_Work order_
The data below is to be transcribed word for word; pictures are to be excluded.

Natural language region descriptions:
····················

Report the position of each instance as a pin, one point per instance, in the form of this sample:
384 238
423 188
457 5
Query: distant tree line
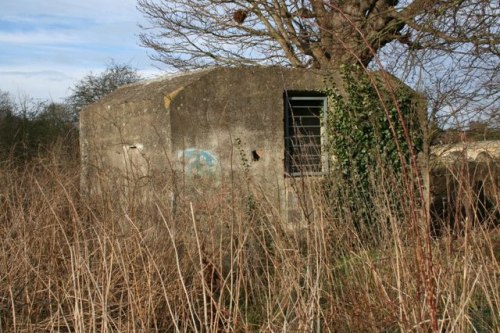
29 125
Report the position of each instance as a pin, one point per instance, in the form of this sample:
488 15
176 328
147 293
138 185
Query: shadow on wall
464 190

····················

_Solution for this exercise_
Report the position of each instance as a pin, one point per instance, in the form of this sample:
384 238
423 188
457 5
Query: distant tree line
29 125
Report the position of each instance as a pin, one point per instance, in the form of this sample:
488 15
176 328
147 293
138 185
Query: shadow on wall
464 190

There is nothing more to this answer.